• [Texto dado]:
------------------------------------------------------------------------
En el libro VI de sus Historias
comenta Polibio la superioridad de la constitución romana, que con la
fortaleza que da a la nación romana ha hecho posible el desarrollo de
su imperio universal. Y vean lo que opina este pragmático y
maquiavélico griego sobre el papel político de la religión; escéptico
es Polibio, pero no en el sentido actual (o dieciochesco) de querer
desacreditar la influencia social de la religión argumentando
racionalmente contra ella. Es su texto un locus classicus
de la religión entendida al modo elitista como control de las masas
ignorantes y de las mentes simples mediante historias insensatas y
absurdas—pero convenientes para el orden social. Y ya de paso lean sus
juicios sobre la corrupción política y la decadencia de una nación—parece escrito para hoy:
§56. También entre los romanos los usos y costumbres referidos al dinero son superiores a los de los
cartagineses. Entre éstos nada hay vergonzoso si produce un lucro;
entre aquéllos nada hay más afrentoso que la venalidad o el hacerse con
ganancias ilícitas. Los romanos alaban tanto la riqueza adquirida
honradamente como desprecian el provecho extraído por medios
inconfesables. Prueba de esto es el hecho de que entre los cartagineses
se llevan las magistraturas los que distribuyen sobornos sin disimulos;
esto, entre los romanos está castigado con pena de muerte. De donde
resulta que, si en los dos pueblos se proponen premios opuestos para la
virtud, han de ser desiguales los medios de llegar a ella.
------------------------------------------------------------------------
• [Datos disponibles]:
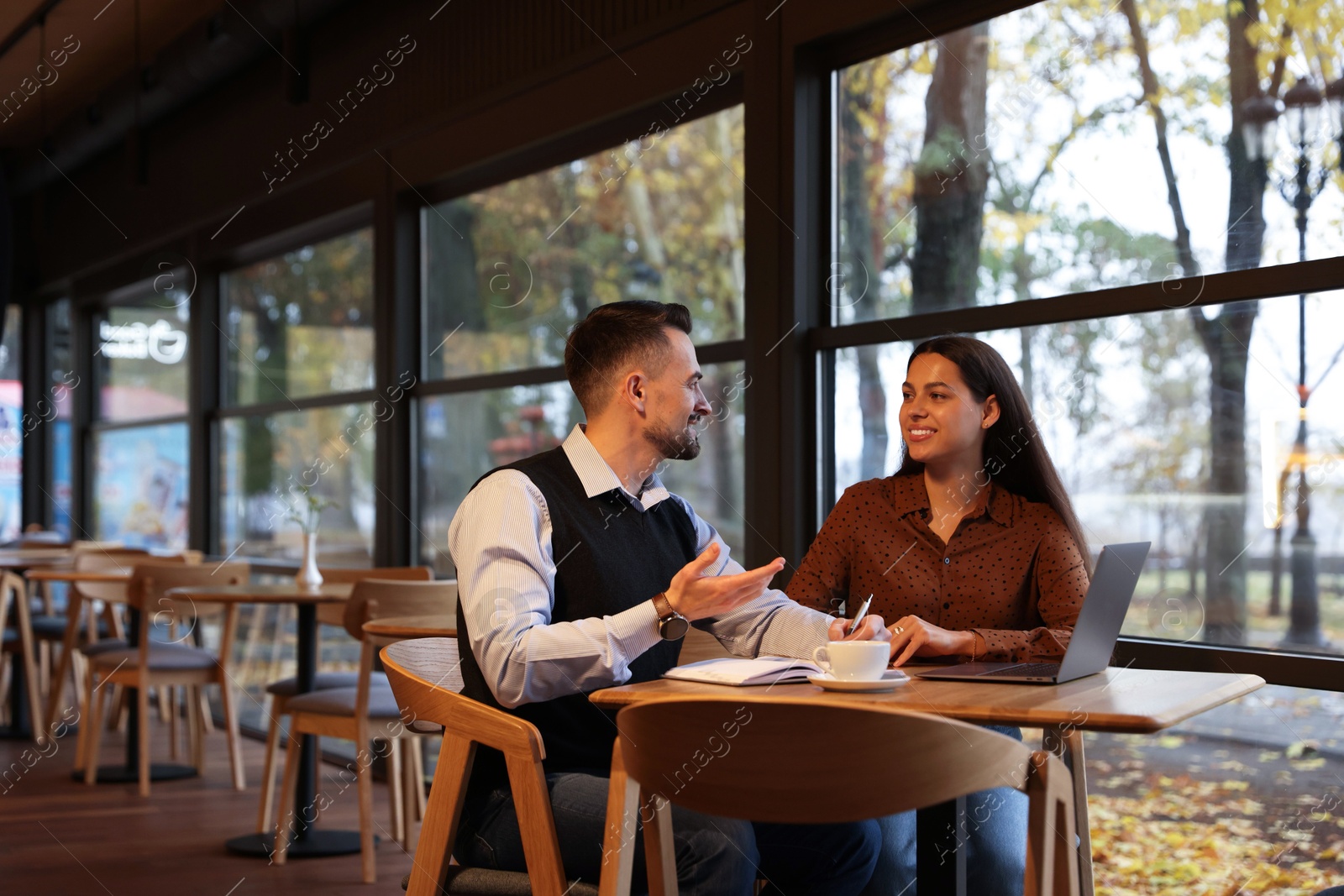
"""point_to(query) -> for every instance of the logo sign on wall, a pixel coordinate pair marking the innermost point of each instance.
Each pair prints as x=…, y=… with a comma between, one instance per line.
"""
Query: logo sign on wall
------------------------------------------------------------------------
• [Problemas a resolver]:
• 1. Resume en dos oraciones el texto sobre Polibio.
• 2. Contesta con datos del texto sobre Polibio:
(a) ¿En qué libro de sus Historias trata Polibio la superioridad de la constitución romana?
(b) ¿Quiénes obtienen las magistraturas entre los cartagineses?
(c) ¿Qué pena aplican los romanos a esa práctica?

• [Soluciones por tarea]:
• 1. En el libro VI de sus Historias, Polibio sostiene la superioridad de la constitución romana, cuya fortaleza hizo posible el imperio universal de Roma. En el pasaje citado afirma que los romanos desprecian la venalidad y las ganancias ilícitas y castigan con la muerte el soborno para obtener magistraturas, mientras que entre los cartagineses nada es vergonzoso si produce lucro.

• 2.
(a) En el libro VI.
(b) Los que distribuyen sobornos sin disimulos.
(c) La pena de muerte.